___ EXCERPTED DATA

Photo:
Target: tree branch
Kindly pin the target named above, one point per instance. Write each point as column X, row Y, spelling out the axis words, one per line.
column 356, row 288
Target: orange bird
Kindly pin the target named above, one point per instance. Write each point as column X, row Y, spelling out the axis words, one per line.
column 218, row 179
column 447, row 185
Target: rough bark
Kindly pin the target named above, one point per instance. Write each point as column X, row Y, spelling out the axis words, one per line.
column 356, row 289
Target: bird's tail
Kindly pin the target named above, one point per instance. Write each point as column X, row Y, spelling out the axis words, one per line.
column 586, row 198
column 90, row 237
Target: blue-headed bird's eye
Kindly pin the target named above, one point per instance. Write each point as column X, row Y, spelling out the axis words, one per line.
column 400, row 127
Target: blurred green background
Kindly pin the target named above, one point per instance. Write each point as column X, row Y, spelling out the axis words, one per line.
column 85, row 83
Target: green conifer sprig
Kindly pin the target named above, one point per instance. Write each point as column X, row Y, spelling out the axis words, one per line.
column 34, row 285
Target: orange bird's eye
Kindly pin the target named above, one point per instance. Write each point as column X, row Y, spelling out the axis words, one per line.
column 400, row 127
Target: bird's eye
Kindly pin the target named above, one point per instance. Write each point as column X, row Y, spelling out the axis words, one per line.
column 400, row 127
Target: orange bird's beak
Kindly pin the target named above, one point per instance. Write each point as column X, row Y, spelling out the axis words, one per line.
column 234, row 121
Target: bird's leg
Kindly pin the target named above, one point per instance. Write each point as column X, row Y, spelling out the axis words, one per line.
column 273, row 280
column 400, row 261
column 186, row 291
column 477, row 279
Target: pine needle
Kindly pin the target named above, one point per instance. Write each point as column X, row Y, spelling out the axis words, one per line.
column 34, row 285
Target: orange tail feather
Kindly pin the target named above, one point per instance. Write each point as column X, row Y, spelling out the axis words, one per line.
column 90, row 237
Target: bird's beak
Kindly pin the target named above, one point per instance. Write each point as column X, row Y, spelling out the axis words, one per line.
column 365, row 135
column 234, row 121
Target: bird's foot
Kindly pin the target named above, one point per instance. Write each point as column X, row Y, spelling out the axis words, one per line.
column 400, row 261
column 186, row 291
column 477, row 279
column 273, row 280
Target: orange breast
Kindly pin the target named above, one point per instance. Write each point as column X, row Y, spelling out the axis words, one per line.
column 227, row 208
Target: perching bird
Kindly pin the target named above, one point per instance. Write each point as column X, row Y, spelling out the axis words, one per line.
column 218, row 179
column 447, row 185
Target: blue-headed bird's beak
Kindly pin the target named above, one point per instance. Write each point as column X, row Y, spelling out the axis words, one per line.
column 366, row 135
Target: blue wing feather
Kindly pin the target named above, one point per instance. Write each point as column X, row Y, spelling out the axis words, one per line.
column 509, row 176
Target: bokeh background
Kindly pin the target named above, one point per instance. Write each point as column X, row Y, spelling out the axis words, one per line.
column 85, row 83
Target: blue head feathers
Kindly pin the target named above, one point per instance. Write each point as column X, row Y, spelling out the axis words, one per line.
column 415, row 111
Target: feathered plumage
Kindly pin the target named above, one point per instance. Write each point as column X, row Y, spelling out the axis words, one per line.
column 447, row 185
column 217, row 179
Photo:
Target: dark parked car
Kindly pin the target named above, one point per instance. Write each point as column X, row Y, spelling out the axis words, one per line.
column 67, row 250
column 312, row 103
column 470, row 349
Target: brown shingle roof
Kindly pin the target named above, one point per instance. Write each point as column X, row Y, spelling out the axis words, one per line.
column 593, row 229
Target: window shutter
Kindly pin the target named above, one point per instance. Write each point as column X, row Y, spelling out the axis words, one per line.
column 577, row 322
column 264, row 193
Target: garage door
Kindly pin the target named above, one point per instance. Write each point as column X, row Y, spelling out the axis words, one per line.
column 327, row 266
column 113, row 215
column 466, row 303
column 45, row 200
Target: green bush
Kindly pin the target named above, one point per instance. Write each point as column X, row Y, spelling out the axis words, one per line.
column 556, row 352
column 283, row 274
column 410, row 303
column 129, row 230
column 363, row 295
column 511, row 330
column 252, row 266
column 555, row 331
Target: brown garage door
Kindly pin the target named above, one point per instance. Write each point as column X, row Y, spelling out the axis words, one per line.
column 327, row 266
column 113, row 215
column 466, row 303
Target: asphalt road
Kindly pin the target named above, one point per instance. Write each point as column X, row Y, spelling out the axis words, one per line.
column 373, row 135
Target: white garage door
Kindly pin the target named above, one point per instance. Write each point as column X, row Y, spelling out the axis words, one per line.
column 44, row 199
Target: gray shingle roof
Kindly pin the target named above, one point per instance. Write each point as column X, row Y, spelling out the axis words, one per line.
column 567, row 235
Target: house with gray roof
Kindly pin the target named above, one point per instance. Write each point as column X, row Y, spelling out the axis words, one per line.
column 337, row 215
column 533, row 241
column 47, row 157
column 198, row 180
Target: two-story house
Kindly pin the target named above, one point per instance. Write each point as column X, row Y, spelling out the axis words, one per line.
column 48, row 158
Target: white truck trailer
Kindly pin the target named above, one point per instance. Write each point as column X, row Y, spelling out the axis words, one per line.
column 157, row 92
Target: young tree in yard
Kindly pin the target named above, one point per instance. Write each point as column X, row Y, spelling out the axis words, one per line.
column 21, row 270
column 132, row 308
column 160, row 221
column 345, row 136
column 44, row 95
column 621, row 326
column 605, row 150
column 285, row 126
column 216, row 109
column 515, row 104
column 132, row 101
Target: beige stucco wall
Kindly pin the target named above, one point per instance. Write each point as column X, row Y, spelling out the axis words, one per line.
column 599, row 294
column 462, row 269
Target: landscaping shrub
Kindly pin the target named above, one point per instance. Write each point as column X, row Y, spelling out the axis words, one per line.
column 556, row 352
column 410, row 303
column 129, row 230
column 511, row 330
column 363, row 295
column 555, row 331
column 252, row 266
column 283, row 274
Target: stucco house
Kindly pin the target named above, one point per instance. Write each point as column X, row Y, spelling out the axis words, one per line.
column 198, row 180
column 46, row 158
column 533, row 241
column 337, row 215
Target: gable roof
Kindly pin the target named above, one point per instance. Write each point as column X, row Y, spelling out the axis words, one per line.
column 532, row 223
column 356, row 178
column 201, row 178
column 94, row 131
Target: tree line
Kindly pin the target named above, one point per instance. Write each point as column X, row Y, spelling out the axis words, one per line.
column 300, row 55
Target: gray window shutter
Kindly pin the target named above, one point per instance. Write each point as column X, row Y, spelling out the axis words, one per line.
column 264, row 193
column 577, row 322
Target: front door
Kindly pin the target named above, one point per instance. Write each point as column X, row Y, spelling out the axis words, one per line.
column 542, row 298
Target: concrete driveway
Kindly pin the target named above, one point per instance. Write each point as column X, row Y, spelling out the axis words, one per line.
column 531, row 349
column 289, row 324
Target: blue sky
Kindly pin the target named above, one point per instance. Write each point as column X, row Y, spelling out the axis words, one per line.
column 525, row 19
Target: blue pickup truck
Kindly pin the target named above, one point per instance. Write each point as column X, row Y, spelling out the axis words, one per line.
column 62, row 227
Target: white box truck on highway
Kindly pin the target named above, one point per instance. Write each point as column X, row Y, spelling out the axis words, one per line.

______

* **THE PROBLEM**: Retype each record, matching it exactly.

* **TASK RESPONSE**:
Photo:
Target: tree branch
Kindly pin the target named above, one point per instance. Write each point as column X, row Y, spelling out the axis words, one per line.
column 356, row 288
Target: orange bird
Kindly pin the target named above, one point per instance. Write each point as column X, row Y, spelling out the axis words, one per line.
column 218, row 179
column 447, row 185
Target: rough bark
Kindly pin the target named above, one point per instance. Write each point as column X, row Y, spelling out the axis words, one per line.
column 356, row 289
Target: bird's tail
Kindly pin the target named above, one point per instance. Write each point as column X, row Y, spelling out the axis words, one per line.
column 586, row 198
column 90, row 237
Target: blue-headed bird's eye
Kindly pin the target named above, one point per instance. Write each point as column X, row Y, spelling out the axis words, one per line.
column 400, row 127
Target: blurred green background
Kindly pin the target named above, one point per instance. Write each point as column X, row Y, spelling out the axis words, one per line.
column 85, row 83
Target: green conifer sprig
Kindly pin the target named above, one point per instance. Write each point as column X, row Y, spelling out the axis words, one per line.
column 34, row 285
Target: orange bird's eye
Kindly pin the target named above, one point per instance. Write each point as column X, row Y, spelling out the axis words, one per line.
column 400, row 127
Target: bird's eye
Kindly pin the target named above, one point per instance. Write each point as column X, row Y, spelling out the axis words, one per line.
column 400, row 127
Target: orange bird's beak
Kindly pin the target named above, one point per instance. Write each point as column X, row Y, spelling out the axis words, one per line.
column 234, row 121
Target: bird's leg
Kindly pin the target named above, one point per instance. Write each point as column X, row Y, spelling out the axis words, one per line.
column 273, row 280
column 400, row 261
column 186, row 291
column 477, row 279
Target: pine needle
Kindly pin the target named above, one point per instance. Write each point as column X, row Y, spelling out the axis words, one per line.
column 34, row 285
Target: orange tail feather
Kindly pin the target named above, one point per instance. Write each point as column X, row Y, spelling out the axis words, one per line.
column 90, row 237
Target: bird's beak
Kindly pin the target named above, one point per instance. Write each point as column X, row Y, spelling out the axis words, one per line.
column 365, row 135
column 234, row 121
Target: bird's foot
Kindly pin the target named above, one point per instance. Write each point as column X, row Y, spelling out the axis words, one per line.
column 400, row 261
column 186, row 291
column 477, row 279
column 273, row 280
Target: orange breast
Kindly pin the target named above, one point per instance. Write each point as column X, row Y, spelling out the axis words, one per line.
column 227, row 208
Target: perching bird
Kindly pin the target named above, one point per instance. Write each point as column X, row Y, spelling out the axis words, one per line.
column 218, row 179
column 447, row 185
Target: blue-headed bird's beak
Kindly pin the target named above, one point per instance. Write each point as column X, row Y, spelling out the axis words, one per line.
column 366, row 135
Target: blue wing feather
Kindly pin the target named above, one point per instance. Write each point as column X, row Y, spelling out the axis words, one per line.
column 509, row 176
Target: bokeh background
Kindly pin the target named above, one point per instance. Write each point as column X, row Y, spelling out the axis words, one per line.
column 85, row 83
Target: blue head feathers
Kindly pin the target named above, one point per instance. Write each point as column X, row Y, spelling out the axis words, one per line.
column 415, row 111
Target: feathered plumage
Kindly pin the target named above, one point per instance. Write each point as column X, row Y, spelling out the axis words, one per line.
column 447, row 185
column 217, row 179
Photo:
Target: dark parked car
Kindly pin the target named above, one point per instance. Write each point as column X, row Y, spelling out the axis words, one per line.
column 67, row 250
column 312, row 103
column 470, row 349
Target: brown shingle roof
Kindly pin the target named above, one point per instance. Write each point as column X, row Y, spelling out the axis words, one per line.
column 593, row 229
Target: window shutter
Kindly pin the target named above, one point per instance. Write each point as column X, row Y, spelling out the axis words, one per line.
column 577, row 322
column 264, row 193
Target: garage door
Kindly pin the target named above, one point per instance. Write each point as column X, row Y, spelling out the axis words, one per line.
column 327, row 266
column 113, row 215
column 466, row 303
column 45, row 200
Target: green bush
Kindly pin the target named above, one point per instance. Write each point as column X, row Y, spelling out the axis words, one per line.
column 556, row 352
column 283, row 274
column 410, row 303
column 129, row 230
column 363, row 295
column 511, row 330
column 252, row 266
column 555, row 331
Target: brown garage door
Kindly pin the target named above, one point per instance. Write each point as column X, row Y, spelling out the axis words, one per line.
column 327, row 266
column 113, row 215
column 466, row 303
Target: asphalt road
Kindly pin the target named above, one point per instance. Write each point as column X, row Y, spelling out the axis words, one per line.
column 373, row 135
Target: white garage door
Kindly pin the target named above, one point per instance. Write each point as column X, row Y, spelling out the axis words, one per line.
column 44, row 199
Target: gray shingle roof
Kindly pin the target named above, one point per instance. Write each point as column X, row Y, spelling out the axis words, one per line.
column 567, row 235
Target: house with gray roof
Kindly pin the target named above, one point per instance. Write each point as column X, row Y, spelling out the axis words, one per line.
column 337, row 215
column 533, row 241
column 47, row 157
column 198, row 180
Target: two-story house
Kindly pin the target named above, one point per instance. Write each point as column X, row Y, spelling out the axis words, one per line.
column 48, row 158
Target: white truck trailer
Kindly pin the target named above, one point per instance. Write each point as column X, row Y, spelling out the axis words, one per line.
column 157, row 92
Target: young tree in yard
Kindly pin the target named above, one point per instance. Write each point as column X, row Y, spelling out the axis words, one per line.
column 21, row 270
column 132, row 308
column 160, row 221
column 345, row 136
column 44, row 95
column 621, row 326
column 605, row 150
column 285, row 126
column 216, row 109
column 515, row 104
column 132, row 101
Target: beige stucco wall
Kindly pin the target named above, one point per instance. Write each point as column X, row Y, spelling out the axis words, one per line.
column 599, row 294
column 462, row 269
Target: landscaping shrub
Kindly pin the target named above, one point per instance. Write each point as column X, row Y, spelling out the axis words, one per line.
column 556, row 352
column 410, row 303
column 129, row 230
column 511, row 330
column 363, row 295
column 555, row 331
column 252, row 266
column 283, row 274
Target: stucco house
Kindly pin the target named above, one point per instance. Write each point as column X, row Y, spelling out the axis words, one per line.
column 198, row 180
column 46, row 158
column 533, row 241
column 337, row 215
Target: gable roof
Kindly pin the target named above, one point per instance. Write each point as column X, row Y, spelling out the axis words, one per line.
column 532, row 223
column 356, row 178
column 201, row 178
column 94, row 131
Target: tree line
Kindly pin the target named above, one point per instance. Write each point as column X, row Y, spelling out the axis words, one per line.
column 300, row 55
Target: gray window shutter
Kindly pin the target named above, one point per instance. Write each point as column X, row Y, spelling out the axis words, one per line.
column 264, row 193
column 577, row 322
Target: front door
Kindly pin the target named above, one point per instance. Write each point as column X, row Y, spelling out the axis words, one per line.
column 542, row 298
Target: concrete driveway
Kindly pin the target named above, one point per instance. Write each point as column X, row Y, spelling out the axis words, one per line.
column 531, row 349
column 289, row 324
Target: blue sky
Kindly pin the target named above, one point per instance. Write each point as column X, row Y, spelling out the axis words, one per line.
column 525, row 19
Target: blue pickup truck
Kindly pin the target named above, one point per instance. Write each point as column X, row Y, spelling out the axis words, one per line.
column 62, row 227
Target: white box truck on highway
Kindly pin the target named above, one point per instance. Write each point as column X, row Y, spelling out the axis words, one per line.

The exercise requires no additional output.